## 短い練習 A
飲料供給装置についての文章を、一字一句変えずに全文そのまま書き出してもらえますか？

説明

飲料供給装置

【目的】均一なシロップ濃度の飲料を供給してノズルを衛生的に管理することが可能な飲料供給装置を提供することを目的とする。
【構成】飲料ノズル20は、複数のシロップ管路11の終端部が接続される飲料流入パイプ21a、21b、21c、21dを設けたノズル着脱部21をノズル固定金具40にねじ41で固定している。シロップノズル22はノズル本体23に設けた突起23cでノズル本体23内に固定させる弾性部材24と、弾性部材24とノズル本体23内面で固定して取り付けられたシロップ吐出ノズル25とで構成され、飲料ノズル20から取り外すことができる。

【発明の詳細な説明】
【技術分野】
【0001】
本発明は、シロップと希釈液とを混合して希釈した飲料を供給する飲料ディスペンサやカップ式自動販売機等の飲料供給装置に関するものである。

## 使用データ
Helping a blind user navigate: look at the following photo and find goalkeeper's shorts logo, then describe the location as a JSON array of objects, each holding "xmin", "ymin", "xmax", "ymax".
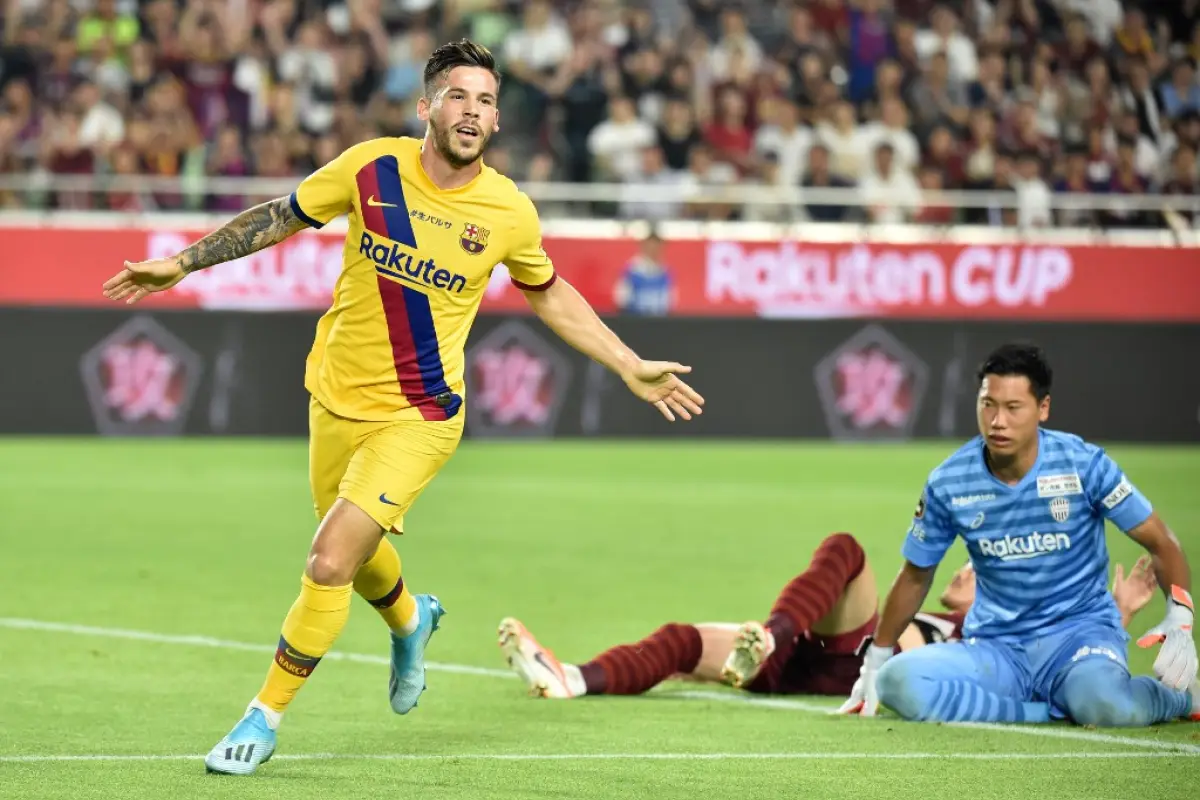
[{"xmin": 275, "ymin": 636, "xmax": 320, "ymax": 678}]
---
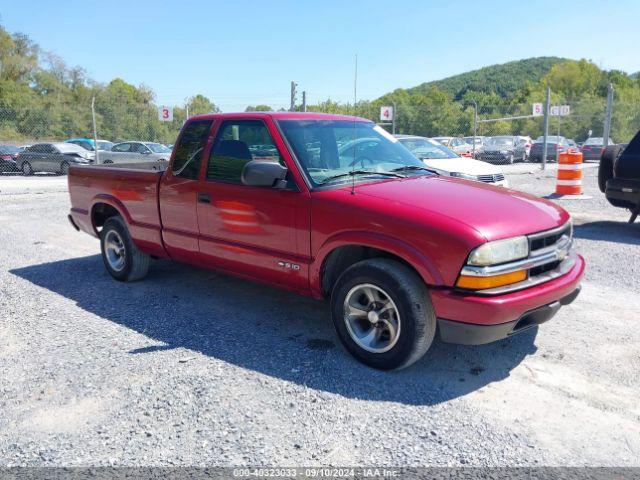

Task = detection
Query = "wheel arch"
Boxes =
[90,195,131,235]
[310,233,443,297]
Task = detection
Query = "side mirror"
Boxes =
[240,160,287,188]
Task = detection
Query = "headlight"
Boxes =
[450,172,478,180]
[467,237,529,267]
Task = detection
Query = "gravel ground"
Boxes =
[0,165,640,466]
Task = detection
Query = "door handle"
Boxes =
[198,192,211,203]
==
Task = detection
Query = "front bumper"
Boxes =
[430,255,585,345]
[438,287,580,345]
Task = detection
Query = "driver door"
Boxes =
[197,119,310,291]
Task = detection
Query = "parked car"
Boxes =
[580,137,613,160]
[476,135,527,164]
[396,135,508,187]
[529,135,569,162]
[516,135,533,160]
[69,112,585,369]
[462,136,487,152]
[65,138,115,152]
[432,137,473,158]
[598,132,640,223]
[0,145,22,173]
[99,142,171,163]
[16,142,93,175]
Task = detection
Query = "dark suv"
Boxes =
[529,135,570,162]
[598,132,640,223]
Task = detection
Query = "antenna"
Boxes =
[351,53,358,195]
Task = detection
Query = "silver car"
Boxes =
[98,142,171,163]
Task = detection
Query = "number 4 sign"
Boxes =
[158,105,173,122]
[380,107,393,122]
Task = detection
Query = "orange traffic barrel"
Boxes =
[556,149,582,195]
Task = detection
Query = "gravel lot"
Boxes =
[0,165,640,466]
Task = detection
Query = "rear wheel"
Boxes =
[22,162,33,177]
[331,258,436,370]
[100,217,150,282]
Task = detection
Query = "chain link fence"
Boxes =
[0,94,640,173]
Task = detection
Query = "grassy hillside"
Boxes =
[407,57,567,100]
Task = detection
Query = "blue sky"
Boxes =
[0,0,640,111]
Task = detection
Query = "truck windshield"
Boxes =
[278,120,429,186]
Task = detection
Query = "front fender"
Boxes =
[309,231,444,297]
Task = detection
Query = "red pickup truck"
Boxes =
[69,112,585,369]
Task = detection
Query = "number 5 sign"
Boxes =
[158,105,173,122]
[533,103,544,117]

## 短い練習 B
エントリのうち、「ymax」という文字列を含む行はいくつありますか？大文字と小文字は区別し、数だけを答えてください。

## 解答例 A
説明

飲料供給装置

【目的】均一なシロップ濃度の飲料を供給してノズルを衛生的に管理することが可能な飲料供給装置を提供することを目的とする。
【構成】飲料ノズル20は、複数のシロップ管路11の終端部が接続される飲料流入パイプ21a、21b、21c、21dを設けたノズル着脱部21をノズル固定金具40にねじ41で固定している。シロップノズル22はノズル本体23に設けた突起23cでノズル本体23内に固定させる弾性部材24と、弾性部材24とノズル本体23内面で固定して取り付けられたシロップ吐出ノズル25とで構成され、飲料ノズル20から取り外すことができる。

【発明の詳細な説明】
【技術分野】
【0001】
本発明は、シロップと希釈液とを混合して希釈した飲料を供給する飲料ディスペンサやカップ式自動販売機等の飲料供給装置に関するものである。

## 解答例 B
2